Drive already mounted at /content/drive; to attempt to forcibly remount, call drive.mount("/content/drive", force_remount=True).


In [6]:
import matplotlib
import pandas as pd
import numpy as np
import re
import os
import fuzzywuzzy
from fuzzywuzzy import fuzz
from fuzzywuzzy import process
# import jellyfish

from IPython.display import display
from IPython.display import clear_output

import csv

from IPython.display import display, HTML
# display(HTML("<style>.container { width:95% !important; }</style>"))
# pd.options.display.max_columns = 10
pd.options.display.max_rows = 1000
# pd.options.display.width = 1000

# to add timestamp to file names
import time

# for progress bar (https://datascientyst.com/progress-bars-pandas-python-tqdm/)
from tqdm import tqdm
from time import sleep

# Import files

## Set data directories

In [None]:
# Test data is located in the repository folder indicated in the path here
# this is the local path to the raw data in your own computer to where you downloaded/cloned the repository
data_directory = os.path.abspath(os.path.join('..', 'data'))
data_raw_directory = os.path.join(data_directory, 'raw')
data_processed_directory = os.path.join(data_directory, 'processed')
data_temp_directory = os.path.join(data_directory, 'temp')

## Import ListA

For the test version, ListA contains unique names from the Catalogus Epistolarum Neerlandicarum (CEN) extracted from a slice of correspondents from van Leeuwenhoek and Swammerdam (internal note: cy08).

In [None]:
# Import here the first file (ListA), this is the names you want to map the other list to.
# the list is imported as a pandas dataframe
list_a_path = os.path.join(data_raw_directory, 'ListA.csv')
dfA_t0 = pd.read_csv(list_a_path, sep = ",", index_col=False, engine='python')

In [None]:
dfA_t0.info()

## Import list to map to (LIST B)

For the test version, ListB contains unique names from the Epistolarium (http://ckcc.huygens.knaw.nl/epistolarium/)  (internal note: cy13).

※

Exercise details: Copy the notebook text, beginning at the words "dfA_t0 = pd.read_csv(list_a_path, sep" and stopping after "(internal note: cy13).". The entries after the notebook text aren't needed.

※

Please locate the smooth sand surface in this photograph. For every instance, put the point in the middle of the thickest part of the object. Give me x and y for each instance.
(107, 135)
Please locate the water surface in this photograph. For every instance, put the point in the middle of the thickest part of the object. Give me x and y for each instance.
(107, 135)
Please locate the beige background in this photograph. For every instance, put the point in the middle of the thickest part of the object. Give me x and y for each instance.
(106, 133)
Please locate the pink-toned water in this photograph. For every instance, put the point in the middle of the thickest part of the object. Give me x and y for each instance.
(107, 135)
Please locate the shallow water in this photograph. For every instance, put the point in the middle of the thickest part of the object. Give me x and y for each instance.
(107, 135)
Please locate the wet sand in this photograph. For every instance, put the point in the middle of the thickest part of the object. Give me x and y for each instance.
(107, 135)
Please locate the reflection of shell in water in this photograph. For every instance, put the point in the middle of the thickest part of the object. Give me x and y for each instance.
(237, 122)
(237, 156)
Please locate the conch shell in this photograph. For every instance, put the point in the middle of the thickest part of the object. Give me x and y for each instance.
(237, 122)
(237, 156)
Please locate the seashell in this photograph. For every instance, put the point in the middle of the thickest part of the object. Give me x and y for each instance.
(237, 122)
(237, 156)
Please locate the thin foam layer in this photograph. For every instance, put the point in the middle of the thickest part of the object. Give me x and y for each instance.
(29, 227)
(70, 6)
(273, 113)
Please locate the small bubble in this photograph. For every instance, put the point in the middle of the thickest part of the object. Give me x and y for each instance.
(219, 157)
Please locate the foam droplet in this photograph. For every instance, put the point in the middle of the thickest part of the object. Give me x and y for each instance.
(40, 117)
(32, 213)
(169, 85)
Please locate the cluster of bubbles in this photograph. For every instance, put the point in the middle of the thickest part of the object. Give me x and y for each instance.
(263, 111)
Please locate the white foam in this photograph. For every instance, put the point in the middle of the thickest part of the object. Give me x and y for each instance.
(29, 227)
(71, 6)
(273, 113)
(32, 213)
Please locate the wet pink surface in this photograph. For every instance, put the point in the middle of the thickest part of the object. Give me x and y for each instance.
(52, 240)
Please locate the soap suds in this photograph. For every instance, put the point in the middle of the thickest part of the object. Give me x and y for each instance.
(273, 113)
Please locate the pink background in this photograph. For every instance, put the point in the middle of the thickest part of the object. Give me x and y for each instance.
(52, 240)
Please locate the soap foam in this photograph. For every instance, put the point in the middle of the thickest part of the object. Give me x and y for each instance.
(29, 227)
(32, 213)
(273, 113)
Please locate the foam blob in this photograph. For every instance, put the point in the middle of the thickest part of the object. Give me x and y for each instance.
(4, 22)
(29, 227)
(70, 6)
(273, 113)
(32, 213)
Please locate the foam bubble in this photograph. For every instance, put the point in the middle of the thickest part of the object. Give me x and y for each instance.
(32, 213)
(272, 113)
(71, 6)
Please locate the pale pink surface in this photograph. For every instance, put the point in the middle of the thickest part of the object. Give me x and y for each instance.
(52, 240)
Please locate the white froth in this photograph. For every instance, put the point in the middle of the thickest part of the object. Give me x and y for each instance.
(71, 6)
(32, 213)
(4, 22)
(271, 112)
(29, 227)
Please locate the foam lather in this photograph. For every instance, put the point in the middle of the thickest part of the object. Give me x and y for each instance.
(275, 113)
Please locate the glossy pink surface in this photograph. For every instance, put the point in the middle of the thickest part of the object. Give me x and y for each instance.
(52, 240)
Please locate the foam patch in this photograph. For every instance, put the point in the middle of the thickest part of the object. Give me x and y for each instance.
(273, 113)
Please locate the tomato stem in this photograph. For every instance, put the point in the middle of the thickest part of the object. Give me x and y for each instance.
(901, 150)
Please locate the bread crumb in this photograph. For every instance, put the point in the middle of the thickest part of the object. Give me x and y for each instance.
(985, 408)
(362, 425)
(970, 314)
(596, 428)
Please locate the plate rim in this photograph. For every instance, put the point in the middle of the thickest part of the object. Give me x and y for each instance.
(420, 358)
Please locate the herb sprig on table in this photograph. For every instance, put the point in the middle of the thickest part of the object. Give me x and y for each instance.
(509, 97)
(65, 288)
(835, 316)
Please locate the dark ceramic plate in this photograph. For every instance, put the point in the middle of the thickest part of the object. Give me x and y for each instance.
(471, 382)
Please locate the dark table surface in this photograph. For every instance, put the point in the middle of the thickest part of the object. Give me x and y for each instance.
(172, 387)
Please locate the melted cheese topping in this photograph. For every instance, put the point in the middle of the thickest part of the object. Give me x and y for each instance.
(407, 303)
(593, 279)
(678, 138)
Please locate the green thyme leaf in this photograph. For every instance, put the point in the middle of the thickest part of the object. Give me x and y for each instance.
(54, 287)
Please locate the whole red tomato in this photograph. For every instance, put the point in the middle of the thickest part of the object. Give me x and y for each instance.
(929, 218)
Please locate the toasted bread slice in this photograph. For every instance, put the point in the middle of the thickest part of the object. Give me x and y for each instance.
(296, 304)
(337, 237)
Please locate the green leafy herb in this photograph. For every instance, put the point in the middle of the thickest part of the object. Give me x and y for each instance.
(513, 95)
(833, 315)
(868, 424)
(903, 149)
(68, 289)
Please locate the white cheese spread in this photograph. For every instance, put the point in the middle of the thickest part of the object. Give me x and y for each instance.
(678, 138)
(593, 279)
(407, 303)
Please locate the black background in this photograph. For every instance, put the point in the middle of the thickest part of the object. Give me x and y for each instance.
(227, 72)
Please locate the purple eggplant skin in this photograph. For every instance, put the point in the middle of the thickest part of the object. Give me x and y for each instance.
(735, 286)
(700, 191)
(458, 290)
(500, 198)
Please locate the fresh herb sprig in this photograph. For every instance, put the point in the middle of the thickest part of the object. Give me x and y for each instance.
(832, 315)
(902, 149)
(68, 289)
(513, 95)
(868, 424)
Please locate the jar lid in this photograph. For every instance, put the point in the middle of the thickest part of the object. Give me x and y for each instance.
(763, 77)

※

Complete response:
dfA_t0 = pd.read_csv(list_a_path, sep = ",", index_col=False, engine='python')

In [None]:
dfA_t0.info()

## Import list to map to (LIST B)

For the test version, ListB contains unique names from the Epistolarium (http://ckcc.huygens.knaw.nl/epistolarium/)  (internal note: cy13).